PROBLEM DESCRIPTION:
Copy out the forum post on cleaning .rtf documents in full, word for word.
━━━━━ SUPPLIED TEXT ━━━━━
View Single Post
  #1   Report Post  
MLeditor_Dana
 
Posts: n/a
Default How to clean .rtf documents

My company uses .rtf documents as "raw" documents (revised annually) that are
subsequently converted (via a special in-house conversion program) to
speically coded html documents for use on our web site. Over the past 2
years or so, we have noticed more than ever that our conversion program is
getting caught up on all the extraneous code automatically entered into .rtf
documents as they are opened and edited by various people. The code causes
our conversion program to skip important sections of text that should be
recognized and linked, and occasionally, the file will get so jumbled with
this text that the conversion program rejects it altogether!

Currently, the only way I know to fix the problem is to save the entire
document as a .txt file, then resave it as .rtf. Then reformat all my lost
formatting (bolds, italics, etc). And even then, I still sometimes have to
re-open the file as .txt and manually hunt for the offensive code! We have
over 1200 documents that I reconvert 4 times a year, so I'm wasting a ton of
time.
━━━━━ EXCERPTED DATA ━━━━━
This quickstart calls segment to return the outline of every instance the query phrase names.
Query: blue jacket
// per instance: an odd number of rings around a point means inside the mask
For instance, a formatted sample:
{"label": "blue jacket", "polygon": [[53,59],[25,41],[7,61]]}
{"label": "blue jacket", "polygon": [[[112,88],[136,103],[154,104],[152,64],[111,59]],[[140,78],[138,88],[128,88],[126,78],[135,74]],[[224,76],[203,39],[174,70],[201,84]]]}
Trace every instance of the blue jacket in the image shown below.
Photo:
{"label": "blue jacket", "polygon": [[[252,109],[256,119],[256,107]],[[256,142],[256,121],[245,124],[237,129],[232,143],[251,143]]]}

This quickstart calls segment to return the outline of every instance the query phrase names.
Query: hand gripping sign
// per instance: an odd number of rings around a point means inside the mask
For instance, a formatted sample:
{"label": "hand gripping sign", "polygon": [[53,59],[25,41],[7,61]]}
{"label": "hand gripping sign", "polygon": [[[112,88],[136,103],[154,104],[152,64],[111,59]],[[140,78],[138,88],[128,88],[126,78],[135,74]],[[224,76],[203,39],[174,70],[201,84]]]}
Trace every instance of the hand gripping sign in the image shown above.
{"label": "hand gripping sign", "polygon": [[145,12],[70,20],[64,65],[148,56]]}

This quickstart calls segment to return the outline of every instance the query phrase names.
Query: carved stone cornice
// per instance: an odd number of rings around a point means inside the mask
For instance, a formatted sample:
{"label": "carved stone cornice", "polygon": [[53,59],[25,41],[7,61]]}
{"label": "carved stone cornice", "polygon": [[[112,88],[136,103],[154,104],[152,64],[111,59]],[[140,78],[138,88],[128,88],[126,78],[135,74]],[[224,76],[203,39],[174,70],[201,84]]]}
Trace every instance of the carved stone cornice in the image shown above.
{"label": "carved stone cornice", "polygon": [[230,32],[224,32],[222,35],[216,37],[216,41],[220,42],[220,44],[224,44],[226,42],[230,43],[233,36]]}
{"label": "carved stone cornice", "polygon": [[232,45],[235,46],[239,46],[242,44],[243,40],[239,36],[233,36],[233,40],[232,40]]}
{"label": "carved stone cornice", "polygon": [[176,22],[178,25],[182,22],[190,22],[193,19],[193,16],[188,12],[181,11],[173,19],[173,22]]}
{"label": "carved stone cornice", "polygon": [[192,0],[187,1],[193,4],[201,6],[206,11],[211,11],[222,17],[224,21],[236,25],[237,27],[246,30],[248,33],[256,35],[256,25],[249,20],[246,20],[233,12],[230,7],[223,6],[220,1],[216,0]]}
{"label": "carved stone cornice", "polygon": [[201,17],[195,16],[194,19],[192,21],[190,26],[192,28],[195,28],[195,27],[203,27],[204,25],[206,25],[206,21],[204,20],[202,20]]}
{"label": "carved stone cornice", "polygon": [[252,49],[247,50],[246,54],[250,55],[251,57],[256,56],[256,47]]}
━━━━━
COMPLETED TASK:
View Single Post
  #1   Report Post  
MLeditor_Dana
 
Posts: n/a
Default How to clean .rtf documents

My company uses .rtf documents as "raw" documents (revised annually) that are
subsequently converted (via a special in-house conversion program) to
speically coded html documents for use on our web site. Over the past 2
years or so, we have noticed more than ever that our conversion program is
getting caught up on all the extraneous code automatically entered into .rtf
documents as they are opened and edited by various people. The code causes
our conversion program to skip important sections of text that should be
recognized and linked, and occasionally, the file will get so jumbled with
this text that the conversion program rejects it altogether!

Currently, the only way I know to fix the problem is to save the entire
document as a .txt file, then resave it as .rtf. Then reformat all my lost
formatting (bolds, italics, etc). And even then, I still sometimes have to
re-open the file as .txt and manually hunt for the offensive code! We have
over 1200 documents that I reconvert 4 times a year, so I'm wasting a ton of
time.